She reminisced about her days volunteering at Rosie’s Place. She told me that she taught a class at the Boston Center for Adult Education designed specifically for women who wanted to purchase a home. She didn’t want anyone to be taken advantage of.
We talked about hunger and how crazy it is that in this day and age, with so much excess, there are people who don’t have enough food to eat. I asked if there was something that she wanted to do about that. She was hesitant.
She said that there was nothing she could do, at this point in her life. I challenged her assumption. We talked about tangible ways to help people.
Charlyn believed in breakfast – it was fuel for the day. I suggested that we do some research. Could we provide breakfast to someone?
A few days later, I brought my friend’s 13-year-old daughter, Ali, to meet Charlyn. Ali was preparing for her bat mitzvah. Working with Charlyn seemed like a meaningful mitzvah project.
As soon as they met, there was great chemistry. Ali energized Charlyn. At one point she decided that we should be called The Breakfast Brigade. “We are three generations of women,” she said. “Look at what we can do together!”

*Stored data*
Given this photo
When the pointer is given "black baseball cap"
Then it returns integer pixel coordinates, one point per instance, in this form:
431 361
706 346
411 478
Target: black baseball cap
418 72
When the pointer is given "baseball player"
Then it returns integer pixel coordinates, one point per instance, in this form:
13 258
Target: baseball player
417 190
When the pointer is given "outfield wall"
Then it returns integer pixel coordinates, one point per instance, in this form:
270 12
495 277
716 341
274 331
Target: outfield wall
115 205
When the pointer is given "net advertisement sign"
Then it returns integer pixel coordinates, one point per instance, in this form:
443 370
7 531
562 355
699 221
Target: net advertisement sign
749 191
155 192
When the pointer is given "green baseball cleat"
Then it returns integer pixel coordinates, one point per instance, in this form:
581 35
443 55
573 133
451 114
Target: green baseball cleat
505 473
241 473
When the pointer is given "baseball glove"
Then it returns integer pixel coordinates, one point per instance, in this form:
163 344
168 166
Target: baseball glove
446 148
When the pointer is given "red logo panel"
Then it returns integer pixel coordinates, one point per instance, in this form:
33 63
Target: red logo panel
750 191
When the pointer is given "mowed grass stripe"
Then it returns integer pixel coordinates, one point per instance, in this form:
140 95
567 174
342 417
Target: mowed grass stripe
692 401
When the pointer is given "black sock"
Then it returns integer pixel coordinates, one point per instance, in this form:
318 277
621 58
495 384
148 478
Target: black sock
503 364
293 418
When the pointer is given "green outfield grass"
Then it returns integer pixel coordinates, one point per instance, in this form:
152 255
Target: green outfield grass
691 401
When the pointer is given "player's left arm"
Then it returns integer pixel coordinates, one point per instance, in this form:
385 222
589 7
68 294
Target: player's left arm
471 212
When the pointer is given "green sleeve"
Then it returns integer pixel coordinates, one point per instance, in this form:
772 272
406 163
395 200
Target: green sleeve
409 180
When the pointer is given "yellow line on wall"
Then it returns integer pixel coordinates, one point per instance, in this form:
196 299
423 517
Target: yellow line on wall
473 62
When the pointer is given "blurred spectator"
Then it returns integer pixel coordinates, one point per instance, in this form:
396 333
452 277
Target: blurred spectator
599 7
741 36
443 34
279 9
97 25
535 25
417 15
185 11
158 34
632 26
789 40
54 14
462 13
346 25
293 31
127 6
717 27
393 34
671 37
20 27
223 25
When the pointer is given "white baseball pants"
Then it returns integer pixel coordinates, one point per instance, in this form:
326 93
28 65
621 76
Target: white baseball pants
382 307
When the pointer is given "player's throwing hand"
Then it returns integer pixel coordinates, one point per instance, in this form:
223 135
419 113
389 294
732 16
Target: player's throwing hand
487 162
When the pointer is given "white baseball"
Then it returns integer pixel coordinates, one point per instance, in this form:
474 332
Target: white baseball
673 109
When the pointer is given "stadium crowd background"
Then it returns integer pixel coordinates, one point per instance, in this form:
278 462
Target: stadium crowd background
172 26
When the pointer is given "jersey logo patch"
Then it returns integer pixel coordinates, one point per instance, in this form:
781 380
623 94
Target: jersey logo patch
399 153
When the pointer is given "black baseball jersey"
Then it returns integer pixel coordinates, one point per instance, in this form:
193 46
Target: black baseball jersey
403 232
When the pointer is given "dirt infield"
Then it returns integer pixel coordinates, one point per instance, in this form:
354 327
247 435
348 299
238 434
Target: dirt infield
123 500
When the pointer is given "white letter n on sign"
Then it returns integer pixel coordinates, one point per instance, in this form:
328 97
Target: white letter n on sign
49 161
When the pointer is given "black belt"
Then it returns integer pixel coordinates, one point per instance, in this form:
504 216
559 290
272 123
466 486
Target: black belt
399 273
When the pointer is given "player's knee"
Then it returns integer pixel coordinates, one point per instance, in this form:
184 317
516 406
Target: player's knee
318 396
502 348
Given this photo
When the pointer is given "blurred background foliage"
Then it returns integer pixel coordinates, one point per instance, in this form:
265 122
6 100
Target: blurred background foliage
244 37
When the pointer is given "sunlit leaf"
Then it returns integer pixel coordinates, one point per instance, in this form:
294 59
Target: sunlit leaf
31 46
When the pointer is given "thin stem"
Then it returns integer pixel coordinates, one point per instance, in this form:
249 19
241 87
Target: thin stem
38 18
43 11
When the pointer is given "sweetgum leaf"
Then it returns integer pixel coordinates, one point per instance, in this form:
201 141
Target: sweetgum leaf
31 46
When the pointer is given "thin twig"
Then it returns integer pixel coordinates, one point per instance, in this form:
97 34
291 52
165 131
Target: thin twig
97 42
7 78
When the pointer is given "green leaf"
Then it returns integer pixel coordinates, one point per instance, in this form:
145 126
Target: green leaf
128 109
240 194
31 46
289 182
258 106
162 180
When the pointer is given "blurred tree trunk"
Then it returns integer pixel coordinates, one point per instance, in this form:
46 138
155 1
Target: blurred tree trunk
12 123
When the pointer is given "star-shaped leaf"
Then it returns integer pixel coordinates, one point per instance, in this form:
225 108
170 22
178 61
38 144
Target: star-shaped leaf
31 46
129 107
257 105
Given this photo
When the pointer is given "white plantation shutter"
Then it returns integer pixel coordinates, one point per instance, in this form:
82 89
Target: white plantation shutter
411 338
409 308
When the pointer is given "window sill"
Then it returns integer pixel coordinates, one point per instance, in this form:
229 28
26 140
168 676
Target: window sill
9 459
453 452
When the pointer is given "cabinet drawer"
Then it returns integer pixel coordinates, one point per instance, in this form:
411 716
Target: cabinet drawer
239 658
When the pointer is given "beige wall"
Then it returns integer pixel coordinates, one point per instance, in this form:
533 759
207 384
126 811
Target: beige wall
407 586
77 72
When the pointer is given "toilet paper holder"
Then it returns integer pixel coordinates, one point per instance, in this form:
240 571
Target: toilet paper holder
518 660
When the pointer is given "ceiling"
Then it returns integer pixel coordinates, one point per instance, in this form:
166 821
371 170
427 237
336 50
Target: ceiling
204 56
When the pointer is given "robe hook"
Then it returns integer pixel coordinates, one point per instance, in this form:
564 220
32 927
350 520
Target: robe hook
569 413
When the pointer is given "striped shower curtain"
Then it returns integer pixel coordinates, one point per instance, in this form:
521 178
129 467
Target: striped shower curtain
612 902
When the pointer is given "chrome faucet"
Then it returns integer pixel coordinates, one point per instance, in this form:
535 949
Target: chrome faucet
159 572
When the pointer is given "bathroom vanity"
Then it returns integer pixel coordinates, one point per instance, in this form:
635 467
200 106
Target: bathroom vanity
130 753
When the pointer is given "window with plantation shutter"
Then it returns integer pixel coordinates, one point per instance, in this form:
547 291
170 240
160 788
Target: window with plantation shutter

*Exercise requirements*
Can you resume the account of Charlyn and The Breakfast Brigade, picking up after its final sentence? The records aren't needed for this.

*Task response*
We googled homeless shelters and started to make phone calls. We wanted to know if anyone wanted breakfast foods for residents. Our first call brought us to voicemail. After about three tries, we reached a human. The person answering the phone was tentative. “We don’t get many calls like this,” he said. Our request came out of the blue – because of Charlyn. We had no affiliation with the place. We just wanted to help.
We learned that families living at this shelter had to walk to a separate facility for meals. “Ridiculous,” said Charlyn. “How are kids expected to do well in school if breakfast is a mile away? How are their parents supposed to be their best selves as they look for jobs?” She felt that this was a basic necessity and that no one should have to shlep from a shelter to a commissary – even if it was just down the street. We could provide breakfast foods that could be served right at the house.
The staff members accepted our offer and we set a date to deliver the food.
Ali, Charlyn, and I went to Costco and picked out items that didn’t require any cooking: cereal, fruit, yogurt, juices, bagels, and cream cheese. Ali pushed the shopping cart while I drove Charlyn down the aisles in her wheelchair.
“We don’t want any junk,” Charlyn told us as we shopped. “Just healthy food. No sugary cereals or doughnuts. Those foods will not give the families the nutrition they need.”
That didn’t stop Charlyn from requesting a package of muffins to take back to the nursing home.
Our next stop was the shelter. Two staff members met us at the front door, while Charlyn waited in the car. They helped Ali and me unload the groceries. We had hoped to bring Charlyn into the home to meet some of the people living there, but that wasn’t allowed because of client confidentiality. I was disappointed but Charlyn understood the need to protect their privacy.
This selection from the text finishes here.